EXERCISE DIRECTIONS >> Look through the entries below and show every line containing the word "outlines".
+++ DATA SHOWN +++
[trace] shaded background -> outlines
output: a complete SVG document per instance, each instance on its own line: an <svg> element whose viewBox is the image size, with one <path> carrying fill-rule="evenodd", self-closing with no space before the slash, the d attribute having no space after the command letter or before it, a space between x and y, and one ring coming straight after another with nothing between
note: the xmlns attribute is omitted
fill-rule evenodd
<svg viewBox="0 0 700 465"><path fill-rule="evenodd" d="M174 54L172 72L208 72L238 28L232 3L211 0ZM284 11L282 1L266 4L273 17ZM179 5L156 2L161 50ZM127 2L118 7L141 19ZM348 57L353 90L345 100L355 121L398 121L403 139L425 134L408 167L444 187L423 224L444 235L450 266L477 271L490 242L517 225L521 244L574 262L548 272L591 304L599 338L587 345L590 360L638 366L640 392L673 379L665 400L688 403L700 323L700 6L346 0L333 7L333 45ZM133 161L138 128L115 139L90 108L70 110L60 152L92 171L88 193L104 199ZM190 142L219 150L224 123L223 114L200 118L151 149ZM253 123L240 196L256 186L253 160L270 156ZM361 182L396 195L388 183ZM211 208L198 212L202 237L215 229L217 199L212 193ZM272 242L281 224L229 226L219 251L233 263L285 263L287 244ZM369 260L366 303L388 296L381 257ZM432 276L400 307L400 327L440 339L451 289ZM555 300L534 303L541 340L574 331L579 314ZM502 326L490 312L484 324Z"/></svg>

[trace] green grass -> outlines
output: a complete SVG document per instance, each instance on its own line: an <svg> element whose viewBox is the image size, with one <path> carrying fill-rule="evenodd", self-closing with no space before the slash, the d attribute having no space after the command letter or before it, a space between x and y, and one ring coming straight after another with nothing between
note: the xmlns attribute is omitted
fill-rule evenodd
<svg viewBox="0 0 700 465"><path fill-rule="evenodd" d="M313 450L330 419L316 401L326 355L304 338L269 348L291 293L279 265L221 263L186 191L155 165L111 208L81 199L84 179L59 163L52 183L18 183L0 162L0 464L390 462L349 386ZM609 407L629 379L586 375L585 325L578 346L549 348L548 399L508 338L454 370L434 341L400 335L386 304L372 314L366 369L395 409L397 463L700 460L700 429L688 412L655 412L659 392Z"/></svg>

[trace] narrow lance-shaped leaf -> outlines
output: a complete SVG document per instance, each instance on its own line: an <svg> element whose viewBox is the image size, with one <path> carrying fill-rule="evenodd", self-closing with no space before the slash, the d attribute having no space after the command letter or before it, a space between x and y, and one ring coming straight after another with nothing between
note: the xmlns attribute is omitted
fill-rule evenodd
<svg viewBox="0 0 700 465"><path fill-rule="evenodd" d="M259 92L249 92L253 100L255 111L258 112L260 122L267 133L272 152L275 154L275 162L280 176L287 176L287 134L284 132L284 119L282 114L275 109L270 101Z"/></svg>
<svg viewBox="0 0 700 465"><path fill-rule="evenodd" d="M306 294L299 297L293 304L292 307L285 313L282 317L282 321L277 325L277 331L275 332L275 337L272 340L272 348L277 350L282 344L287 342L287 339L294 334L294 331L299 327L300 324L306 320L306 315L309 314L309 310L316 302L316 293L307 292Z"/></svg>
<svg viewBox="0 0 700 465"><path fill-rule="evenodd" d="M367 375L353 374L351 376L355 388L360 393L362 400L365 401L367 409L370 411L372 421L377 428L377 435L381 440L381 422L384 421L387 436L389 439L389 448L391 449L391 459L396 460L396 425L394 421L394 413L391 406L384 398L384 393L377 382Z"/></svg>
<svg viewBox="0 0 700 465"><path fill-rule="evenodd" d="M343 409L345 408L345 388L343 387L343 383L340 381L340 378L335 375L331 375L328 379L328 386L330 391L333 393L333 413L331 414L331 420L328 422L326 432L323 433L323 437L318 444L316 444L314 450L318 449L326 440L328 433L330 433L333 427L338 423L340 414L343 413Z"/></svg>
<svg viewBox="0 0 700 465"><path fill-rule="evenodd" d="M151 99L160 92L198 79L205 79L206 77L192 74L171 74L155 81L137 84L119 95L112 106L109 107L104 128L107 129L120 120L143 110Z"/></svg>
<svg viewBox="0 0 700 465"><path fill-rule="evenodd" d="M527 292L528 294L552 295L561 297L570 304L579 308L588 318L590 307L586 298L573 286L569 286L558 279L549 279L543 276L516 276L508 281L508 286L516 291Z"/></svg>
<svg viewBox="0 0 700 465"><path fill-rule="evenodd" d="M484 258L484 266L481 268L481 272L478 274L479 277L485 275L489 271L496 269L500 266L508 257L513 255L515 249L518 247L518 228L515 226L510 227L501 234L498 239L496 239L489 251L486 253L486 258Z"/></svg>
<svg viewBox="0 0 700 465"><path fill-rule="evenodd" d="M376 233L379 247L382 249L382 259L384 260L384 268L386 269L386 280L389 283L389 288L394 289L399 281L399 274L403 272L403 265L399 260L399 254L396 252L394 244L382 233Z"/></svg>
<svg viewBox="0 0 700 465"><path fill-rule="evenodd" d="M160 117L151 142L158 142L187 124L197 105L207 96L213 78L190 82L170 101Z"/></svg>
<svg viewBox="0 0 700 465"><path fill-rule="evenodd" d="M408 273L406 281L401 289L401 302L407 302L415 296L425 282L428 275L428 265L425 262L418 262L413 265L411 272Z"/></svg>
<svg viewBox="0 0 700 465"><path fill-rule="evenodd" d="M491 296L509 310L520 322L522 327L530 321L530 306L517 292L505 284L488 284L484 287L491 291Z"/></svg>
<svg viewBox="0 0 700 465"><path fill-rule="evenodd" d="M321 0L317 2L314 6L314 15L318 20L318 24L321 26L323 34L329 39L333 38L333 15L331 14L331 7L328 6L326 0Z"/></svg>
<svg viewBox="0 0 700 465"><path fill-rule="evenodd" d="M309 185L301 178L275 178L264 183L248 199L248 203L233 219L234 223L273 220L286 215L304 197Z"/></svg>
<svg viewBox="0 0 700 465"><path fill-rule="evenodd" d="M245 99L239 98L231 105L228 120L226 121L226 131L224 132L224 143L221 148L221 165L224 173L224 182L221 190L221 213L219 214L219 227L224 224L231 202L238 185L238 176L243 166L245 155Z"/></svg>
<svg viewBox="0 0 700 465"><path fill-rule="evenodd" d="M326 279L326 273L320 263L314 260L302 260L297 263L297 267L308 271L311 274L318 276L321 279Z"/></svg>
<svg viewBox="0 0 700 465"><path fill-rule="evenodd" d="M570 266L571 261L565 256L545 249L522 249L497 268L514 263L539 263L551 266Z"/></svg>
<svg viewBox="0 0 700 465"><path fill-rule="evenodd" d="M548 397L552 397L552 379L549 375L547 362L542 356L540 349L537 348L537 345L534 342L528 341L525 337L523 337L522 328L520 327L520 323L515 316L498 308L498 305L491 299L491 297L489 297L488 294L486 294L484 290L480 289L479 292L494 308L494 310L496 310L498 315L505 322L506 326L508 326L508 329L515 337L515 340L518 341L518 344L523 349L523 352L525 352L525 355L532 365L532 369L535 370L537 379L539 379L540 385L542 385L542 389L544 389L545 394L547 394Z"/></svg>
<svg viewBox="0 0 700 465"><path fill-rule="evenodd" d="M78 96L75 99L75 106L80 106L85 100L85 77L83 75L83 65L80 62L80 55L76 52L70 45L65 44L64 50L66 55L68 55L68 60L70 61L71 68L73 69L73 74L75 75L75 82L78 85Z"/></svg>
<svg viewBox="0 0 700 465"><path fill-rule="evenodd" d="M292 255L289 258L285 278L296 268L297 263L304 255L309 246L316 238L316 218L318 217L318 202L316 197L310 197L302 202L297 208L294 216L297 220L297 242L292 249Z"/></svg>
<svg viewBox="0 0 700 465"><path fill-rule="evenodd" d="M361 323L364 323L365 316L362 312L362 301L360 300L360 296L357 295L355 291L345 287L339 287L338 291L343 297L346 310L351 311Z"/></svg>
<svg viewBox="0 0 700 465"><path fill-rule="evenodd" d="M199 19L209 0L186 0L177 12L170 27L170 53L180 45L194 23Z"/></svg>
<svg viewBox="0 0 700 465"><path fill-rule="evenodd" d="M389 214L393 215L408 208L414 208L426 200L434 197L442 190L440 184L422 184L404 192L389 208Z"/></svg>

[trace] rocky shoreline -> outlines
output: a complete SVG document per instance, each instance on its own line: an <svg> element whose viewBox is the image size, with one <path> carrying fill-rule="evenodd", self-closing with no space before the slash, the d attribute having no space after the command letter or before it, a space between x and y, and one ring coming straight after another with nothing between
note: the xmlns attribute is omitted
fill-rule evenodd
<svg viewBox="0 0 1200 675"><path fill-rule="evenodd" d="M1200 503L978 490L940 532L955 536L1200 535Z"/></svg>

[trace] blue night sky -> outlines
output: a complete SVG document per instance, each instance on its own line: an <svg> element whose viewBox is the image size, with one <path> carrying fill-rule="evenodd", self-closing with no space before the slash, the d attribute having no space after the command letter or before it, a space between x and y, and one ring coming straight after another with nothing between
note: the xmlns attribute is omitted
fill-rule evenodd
+++
WRITTEN SOLUTION >>
[trace] shaded background -> outlines
[trace] green grass -> outlines
[trace] narrow lance-shaped leaf -> outlines
[trace] rocky shoreline -> outlines
[trace] blue night sky -> outlines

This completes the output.